▸ **GIVEN ENTRIES**
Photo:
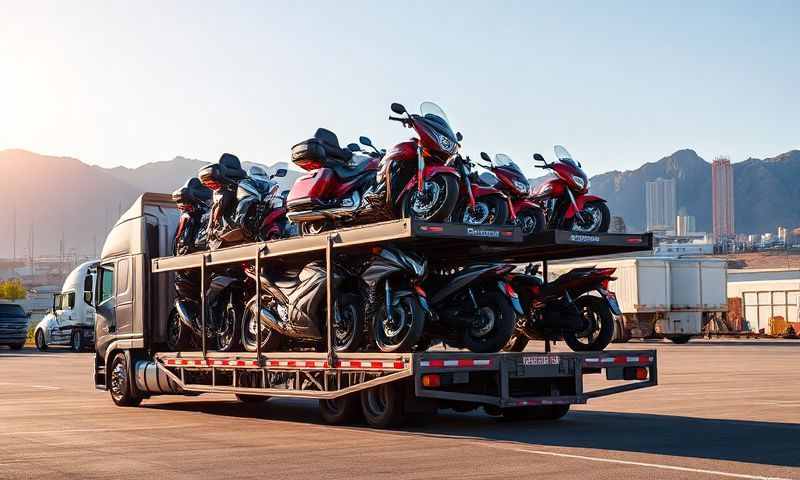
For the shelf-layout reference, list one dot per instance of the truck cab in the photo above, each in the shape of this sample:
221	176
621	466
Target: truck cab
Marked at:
70	321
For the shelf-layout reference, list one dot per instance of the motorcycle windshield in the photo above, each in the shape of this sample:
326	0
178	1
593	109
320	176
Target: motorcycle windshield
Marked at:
437	120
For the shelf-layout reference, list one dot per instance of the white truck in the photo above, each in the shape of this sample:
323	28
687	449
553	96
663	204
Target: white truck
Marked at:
661	296
70	321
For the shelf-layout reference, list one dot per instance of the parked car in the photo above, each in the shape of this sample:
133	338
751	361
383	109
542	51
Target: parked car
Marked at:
70	322
13	325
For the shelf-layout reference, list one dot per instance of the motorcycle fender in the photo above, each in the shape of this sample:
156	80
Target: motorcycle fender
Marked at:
507	290
580	202
611	300
428	172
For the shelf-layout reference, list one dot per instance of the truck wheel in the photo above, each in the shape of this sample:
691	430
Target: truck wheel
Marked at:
243	397
539	412
341	411
120	388
41	344
76	341
383	406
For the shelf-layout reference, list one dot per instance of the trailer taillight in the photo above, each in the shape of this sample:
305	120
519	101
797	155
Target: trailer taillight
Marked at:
431	380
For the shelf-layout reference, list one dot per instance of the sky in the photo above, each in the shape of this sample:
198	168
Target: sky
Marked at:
618	83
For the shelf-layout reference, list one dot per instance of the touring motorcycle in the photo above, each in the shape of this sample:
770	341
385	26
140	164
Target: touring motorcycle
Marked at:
410	180
566	199
565	308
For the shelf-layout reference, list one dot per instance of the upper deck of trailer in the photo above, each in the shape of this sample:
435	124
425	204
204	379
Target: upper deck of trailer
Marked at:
444	242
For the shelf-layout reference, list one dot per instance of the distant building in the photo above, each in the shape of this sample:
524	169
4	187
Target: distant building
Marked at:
684	225
661	203
722	198
617	225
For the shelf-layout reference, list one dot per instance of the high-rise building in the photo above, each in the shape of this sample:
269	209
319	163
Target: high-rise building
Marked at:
661	203
722	198
684	225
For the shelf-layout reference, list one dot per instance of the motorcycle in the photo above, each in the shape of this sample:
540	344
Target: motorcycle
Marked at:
565	198
565	309
395	301
476	308
192	201
525	213
224	300
293	312
478	204
410	180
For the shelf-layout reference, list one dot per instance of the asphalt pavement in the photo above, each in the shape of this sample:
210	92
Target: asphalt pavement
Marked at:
723	409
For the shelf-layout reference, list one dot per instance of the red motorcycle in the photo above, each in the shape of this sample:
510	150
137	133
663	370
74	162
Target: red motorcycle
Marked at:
525	213
566	198
564	309
410	180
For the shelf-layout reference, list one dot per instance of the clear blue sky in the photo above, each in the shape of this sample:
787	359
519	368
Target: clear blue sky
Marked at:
619	83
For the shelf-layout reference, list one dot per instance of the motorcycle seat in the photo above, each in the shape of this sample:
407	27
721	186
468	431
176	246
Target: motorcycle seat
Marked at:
358	165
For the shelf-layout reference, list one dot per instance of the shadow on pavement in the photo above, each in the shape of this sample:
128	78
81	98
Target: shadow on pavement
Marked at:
731	440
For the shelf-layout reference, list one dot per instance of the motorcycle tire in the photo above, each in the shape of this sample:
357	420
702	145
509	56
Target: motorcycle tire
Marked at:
411	313
496	211
348	335
605	218
504	319
445	204
600	336
271	340
531	221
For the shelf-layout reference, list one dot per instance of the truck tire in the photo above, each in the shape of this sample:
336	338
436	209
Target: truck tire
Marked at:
383	406
76	341
341	411
538	412
680	339
41	343
120	385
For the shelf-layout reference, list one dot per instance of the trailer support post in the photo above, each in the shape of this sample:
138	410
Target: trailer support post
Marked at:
329	300
257	266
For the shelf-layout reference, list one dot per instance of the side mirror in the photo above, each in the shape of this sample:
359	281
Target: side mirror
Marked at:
398	108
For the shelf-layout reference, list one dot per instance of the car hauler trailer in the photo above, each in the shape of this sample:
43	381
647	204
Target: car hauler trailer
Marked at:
135	293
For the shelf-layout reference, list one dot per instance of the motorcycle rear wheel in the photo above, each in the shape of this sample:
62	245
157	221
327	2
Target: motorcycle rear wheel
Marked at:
601	325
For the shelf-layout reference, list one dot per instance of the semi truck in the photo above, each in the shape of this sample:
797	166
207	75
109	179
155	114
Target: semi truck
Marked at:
663	297
134	296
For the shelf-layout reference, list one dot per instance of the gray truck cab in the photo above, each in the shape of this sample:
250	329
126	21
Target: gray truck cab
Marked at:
132	306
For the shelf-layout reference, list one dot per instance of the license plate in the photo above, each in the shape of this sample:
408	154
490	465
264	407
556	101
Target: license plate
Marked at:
532	360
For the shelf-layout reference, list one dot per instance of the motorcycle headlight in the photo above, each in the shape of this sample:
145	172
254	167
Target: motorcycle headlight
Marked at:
446	144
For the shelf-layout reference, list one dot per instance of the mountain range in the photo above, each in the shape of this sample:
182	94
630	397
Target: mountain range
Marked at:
62	196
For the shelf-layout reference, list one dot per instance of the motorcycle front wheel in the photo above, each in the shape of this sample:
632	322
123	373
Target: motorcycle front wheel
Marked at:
599	325
436	201
493	326
404	329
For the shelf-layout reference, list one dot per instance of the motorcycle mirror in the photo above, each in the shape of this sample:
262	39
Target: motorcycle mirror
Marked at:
398	108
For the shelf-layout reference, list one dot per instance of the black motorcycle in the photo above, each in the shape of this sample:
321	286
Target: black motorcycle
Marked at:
293	310
395	302
224	298
192	200
476	308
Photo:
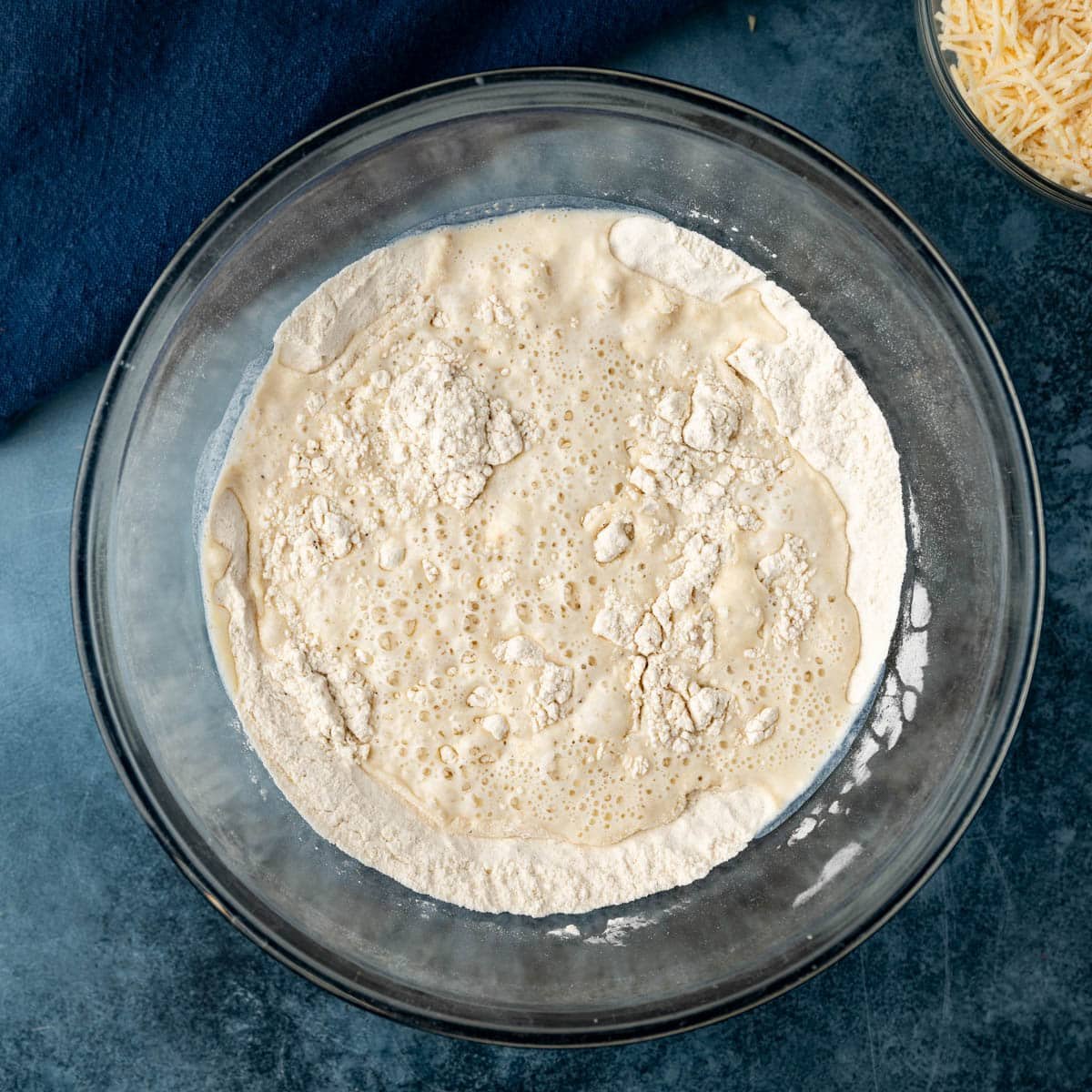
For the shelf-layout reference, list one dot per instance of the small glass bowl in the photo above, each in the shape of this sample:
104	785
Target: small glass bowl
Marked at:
937	63
928	747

▸ **SET PROBLEM**
Rewrite all the records above, replacing "Marked at" with "Located at" wherever it occurs and leaving everything else unchanged. Leave the pictures out of your answer.

▸ **WRITTEN SOLUTION**
Photo:
For the shelf-layout reference, list one dot per instance of the truck cab in the photo above, each in the shape of this sample:
221	176
621	466
Target: truck cab
Located at:
70	321
For the shelf-layout reference, list one dot per instance of the motorcycle windshield in the photo above, each in the shape of this sample:
326	0
178	1
593	109
320	176
Target: motorcycle windshield
Located at:
437	120
For the shelf-layout reference, list one dot per instance of the white truck in the photo above, each in the shape of this sample:
323	28
687	449
553	96
663	204
Target: white truck
Located at:
661	296
70	321
For the shelf-layout reference, list one dot per instance of the parked car in the photo above, each in the shape of this sample:
133	338
751	361
383	109
542	51
Target: parked car
Located at:
70	322
13	325
For the shelf-layout reference, list one dot per instance of the motorcycle fender in the photo above, each in the shape of this sample:
156	80
Target: motorcycle fender
Located at:
507	290
580	202
611	300
428	172
For the shelf-layout reference, list one dot per instance of the truck wheel in the photo above, each in the shape of this sample:
691	430
Target: truck wheel
Located at:
243	397
539	412
341	411
120	388
41	344
76	341
383	406
For the shelf-layout reference, list one dot per instance of the trailer taillight in the photo above, each in the shape of this sample:
305	120
519	101
797	155
Target: trailer taillight
Located at:
431	380
For the shelf-layout reference, list one dot per instance of the sky in the photo above, each in the shape of this sample:
198	168
Target: sky
Located at:
618	83
For the shelf-layout reference, list one dot per instance of the touring motorcycle in the photo above, each in the shape of this sample:
770	341
385	26
140	164
Target: touring motorcycle
Located at:
410	180
566	199
565	308
For the shelf-layout reference, list one dot per instance of the upper deck of trailer in the photo above, each in the shape of this sample:
435	124
425	204
204	379
Target: upper deck of trailer
Located at:
444	242
For the shelf-layout reference, list one dot per instance of the distant building in the photo above, each in the shape of this sample:
524	169
4	187
Target: distant building
Located at:
684	225
661	203
722	198
617	225
For the shelf-layout reference, list one dot per instance of the high-rise building in the photo above, each in the shape of this sample:
269	209
319	163
Target: high-rise building
Located at:
661	203
722	198
684	225
For the shelf-layout reference, list one dot per instance of the motorcycle in the photo above, each in the shape of this sample:
540	344
Target: motorcycle
Located at:
565	198
565	309
395	301
476	308
192	201
525	213
224	300
293	312
478	204
410	180
For the shelf-layout reference, list one dot per instance of the asphalt pavement in the photo above, each in the shape of this sample:
210	92
Target: asphalt pavement
Located at:
723	409
For the shelf-layout reference, list one dot per instance of the red motorcycle in the photo above, each in the shape of this sample:
510	150
137	133
663	370
74	162
Target: red motorcycle
Located at:
525	213
566	198
564	309
410	180
For the shelf-layout reference, list one dot per instance of the clear blue sky in the photo above, each in the shape of this sample:
787	359
519	368
Target: clear blue sky
Located at:
619	83
For the shelf-layout reference, list one dot per instance of the motorcycle seat in the photo above, each in the shape of this sample:
407	27
721	186
468	431
176	246
Target: motorcycle seat
Located at:
358	165
For the shelf-layout reference, list one dot per instance of the shadow on pavement in the photo above, each in the shape of this sample:
128	78
81	98
Target: shadow on pavement
Located at:
731	440
For the shelf-layout reference, list one dot per instance of the motorcycle tire in the photo above, each in the shape of this sample:
357	420
702	145
509	56
Target: motorcycle tire
Located at:
411	313
496	211
348	335
605	218
504	319
445	204
600	336
271	340
531	221
For the shelf-layout reference, list one dot per instance of the truck tire in the photo above, each in the shape of this sample:
336	338
436	209
Target: truck tire
Located at:
383	406
76	341
341	411
538	412
680	339
41	343
120	385
For the shelf-layout reference, list one dot per instance of the trailer support post in the photo above, each in the shape of this sample:
138	410
Target: trailer support post
Located at:
329	300
257	266
For the shelf-layout reference, list one dot per instance of the side mirror in the photo above, each in the shape of this sample:
359	281
Target: side mirror
Located at:
398	108
For the shelf-layout reference, list one dot per instance of the car hauler trailer in the photo above, each in the shape of this sample:
43	381
647	204
Target: car hauler trailer
Located at:
135	293
For the shelf-layout reference, list one dot per instance of the motorcycle rear wheel in the photo above, each in the shape of this sample:
62	245
157	221
327	2
Target: motorcycle rear wheel
Located at:
601	325
For the shelf-layout reference, list one dot per instance of the semi truck in the photo above, each in the shape of this sample:
797	166
207	75
109	179
155	114
Target: semi truck
Located at:
663	297
134	296
For the shelf-layout reference, list one dot per instance of the gray truck cab in the photo above, each in the shape of this sample:
250	329
126	21
Target: gray truck cab
Located at:
132	306
For the shelf-layout reference, list one dot per instance of the license plate in the photo above, each in the shape of this sample:
408	154
490	465
264	407
556	101
Target: license plate
Located at:
532	360
For the shelf-layout reference, list one dot per instance of the motorcycle headlight in the photo above, each in the shape of this sample:
145	172
254	167
Target: motorcycle headlight
Located at:
446	144
For the shelf-layout reference, list one dot per instance of the mountain range in the photo above, each in the shape of this sample:
182	94
630	397
Target: mountain range
Located at:
62	196
For the shelf-layout reference, list one dot per instance of the motorcycle front wheel in the photo above, each in the shape of this sample:
632	322
123	373
Target: motorcycle front wheel
Located at:
599	325
436	201
493	326
404	329
For the shelf-layout reference, list one dot per instance of the motorcycle mirror in the photo above, each in the shape of this sample:
262	39
Target: motorcycle mirror
Located at:
398	108
For the shelf-layout reference, list one dot per instance of the black motorcycle in the photo above, each in the shape of this sample:
321	286
Target: black motorcycle
Located at:
293	310
395	302
224	298
192	200
476	308
Photo:
For the shelf-layout reference, list one dot per instance of the small glass bowl in the photo above, each in the shape of this sample:
104	785
Target: small glass bowl
Located at:
937	63
928	747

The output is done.